* _GIVEN DATA_:
Start of Block

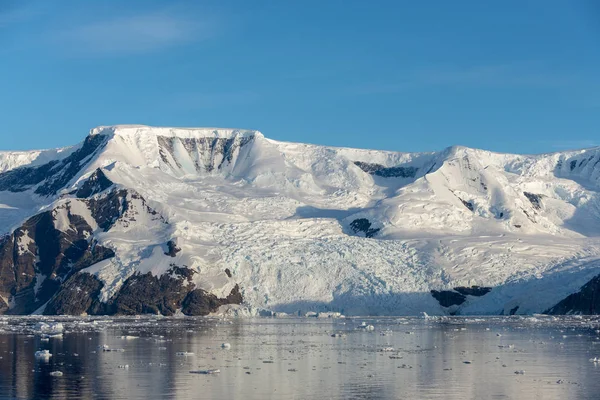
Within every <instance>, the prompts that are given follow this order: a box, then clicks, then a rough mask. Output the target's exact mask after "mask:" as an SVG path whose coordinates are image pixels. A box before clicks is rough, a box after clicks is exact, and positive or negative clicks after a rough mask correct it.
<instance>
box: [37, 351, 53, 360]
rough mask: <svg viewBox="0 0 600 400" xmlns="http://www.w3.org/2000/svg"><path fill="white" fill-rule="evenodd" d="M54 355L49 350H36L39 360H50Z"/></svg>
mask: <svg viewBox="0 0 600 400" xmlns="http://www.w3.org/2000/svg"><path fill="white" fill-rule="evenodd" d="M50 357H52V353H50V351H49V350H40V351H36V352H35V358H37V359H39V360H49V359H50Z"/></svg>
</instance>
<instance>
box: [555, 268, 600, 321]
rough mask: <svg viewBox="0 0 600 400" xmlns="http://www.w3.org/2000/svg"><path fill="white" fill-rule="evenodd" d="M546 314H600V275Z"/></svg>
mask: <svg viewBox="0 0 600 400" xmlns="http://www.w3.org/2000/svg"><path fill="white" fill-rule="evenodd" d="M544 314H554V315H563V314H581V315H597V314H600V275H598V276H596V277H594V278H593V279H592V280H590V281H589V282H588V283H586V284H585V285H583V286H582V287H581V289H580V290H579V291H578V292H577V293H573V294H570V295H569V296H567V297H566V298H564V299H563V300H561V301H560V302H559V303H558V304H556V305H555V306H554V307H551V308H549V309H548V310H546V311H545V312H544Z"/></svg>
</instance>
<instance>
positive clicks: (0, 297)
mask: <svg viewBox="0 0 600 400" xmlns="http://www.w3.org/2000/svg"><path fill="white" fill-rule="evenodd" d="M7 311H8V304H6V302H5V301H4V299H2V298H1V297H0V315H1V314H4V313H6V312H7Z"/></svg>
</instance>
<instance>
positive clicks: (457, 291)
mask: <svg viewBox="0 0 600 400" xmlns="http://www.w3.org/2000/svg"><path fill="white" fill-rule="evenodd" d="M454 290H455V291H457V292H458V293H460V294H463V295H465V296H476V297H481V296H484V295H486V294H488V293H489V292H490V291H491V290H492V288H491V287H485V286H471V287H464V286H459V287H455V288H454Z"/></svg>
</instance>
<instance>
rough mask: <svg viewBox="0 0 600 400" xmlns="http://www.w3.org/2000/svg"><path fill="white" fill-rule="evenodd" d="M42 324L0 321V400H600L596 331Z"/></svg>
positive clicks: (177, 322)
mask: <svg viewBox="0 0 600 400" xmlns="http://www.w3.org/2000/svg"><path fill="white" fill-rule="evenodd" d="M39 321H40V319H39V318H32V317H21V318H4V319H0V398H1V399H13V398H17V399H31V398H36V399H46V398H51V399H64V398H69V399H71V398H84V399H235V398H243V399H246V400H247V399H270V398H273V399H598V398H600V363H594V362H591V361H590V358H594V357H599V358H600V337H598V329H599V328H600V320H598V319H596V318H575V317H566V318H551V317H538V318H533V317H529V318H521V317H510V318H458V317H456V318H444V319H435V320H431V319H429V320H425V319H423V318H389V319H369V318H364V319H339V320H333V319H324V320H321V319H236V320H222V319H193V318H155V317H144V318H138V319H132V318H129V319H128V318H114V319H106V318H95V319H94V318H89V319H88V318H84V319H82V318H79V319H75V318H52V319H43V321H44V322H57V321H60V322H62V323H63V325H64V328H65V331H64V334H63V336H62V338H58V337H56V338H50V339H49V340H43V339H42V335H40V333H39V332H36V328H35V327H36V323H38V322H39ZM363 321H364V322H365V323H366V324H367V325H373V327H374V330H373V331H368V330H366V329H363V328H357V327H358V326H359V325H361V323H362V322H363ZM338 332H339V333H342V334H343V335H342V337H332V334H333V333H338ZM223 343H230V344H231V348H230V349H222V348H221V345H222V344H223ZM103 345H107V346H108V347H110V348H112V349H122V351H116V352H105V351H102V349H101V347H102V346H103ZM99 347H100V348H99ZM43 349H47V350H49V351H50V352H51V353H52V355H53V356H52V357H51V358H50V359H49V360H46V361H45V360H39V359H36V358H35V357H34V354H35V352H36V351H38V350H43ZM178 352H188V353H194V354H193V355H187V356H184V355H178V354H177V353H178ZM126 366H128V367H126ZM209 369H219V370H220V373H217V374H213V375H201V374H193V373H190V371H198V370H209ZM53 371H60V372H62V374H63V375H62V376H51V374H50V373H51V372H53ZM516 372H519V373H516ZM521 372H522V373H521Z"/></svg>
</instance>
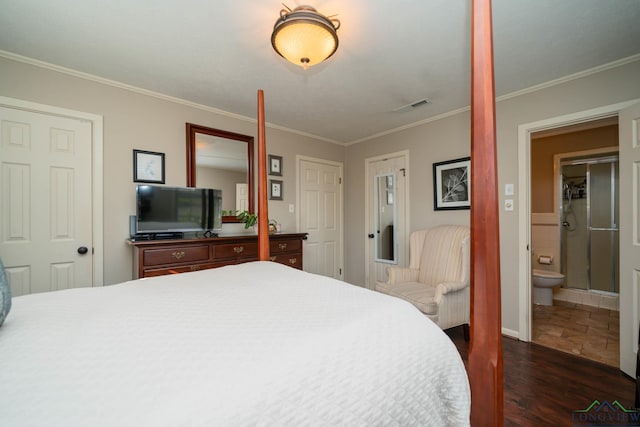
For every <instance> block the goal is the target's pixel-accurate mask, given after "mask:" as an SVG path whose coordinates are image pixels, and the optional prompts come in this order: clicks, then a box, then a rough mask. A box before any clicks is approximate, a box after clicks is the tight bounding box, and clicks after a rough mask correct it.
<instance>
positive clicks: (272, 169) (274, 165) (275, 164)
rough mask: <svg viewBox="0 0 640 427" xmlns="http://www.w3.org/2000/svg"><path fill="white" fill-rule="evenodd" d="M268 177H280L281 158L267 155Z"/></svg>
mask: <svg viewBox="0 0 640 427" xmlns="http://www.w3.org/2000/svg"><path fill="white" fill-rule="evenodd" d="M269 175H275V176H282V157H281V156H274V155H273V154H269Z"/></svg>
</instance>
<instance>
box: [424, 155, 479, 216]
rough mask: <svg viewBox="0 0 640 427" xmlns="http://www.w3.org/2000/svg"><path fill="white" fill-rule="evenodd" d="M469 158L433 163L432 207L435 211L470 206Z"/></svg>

End of Block

* _INSTRUCTION_: Arrange the rows above as a numbered list, from their start through the line containing "box: [37, 351, 53, 360]", both ends included. Omit blank lines and pictures.

* _SOLUTION TO THIS EXERCISE_:
1. Within every <instance>, the prompts that are given follow this order: a box, then clicks, then a rough mask. Output the target's exact mask after "mask:" as an SVG path whose coordinates are image pixels. A box before clicks is rough, a box after clicks is exact, and positive or negative clicks after a rough mask correct it.
2. <instance>
3. box: [37, 351, 53, 360]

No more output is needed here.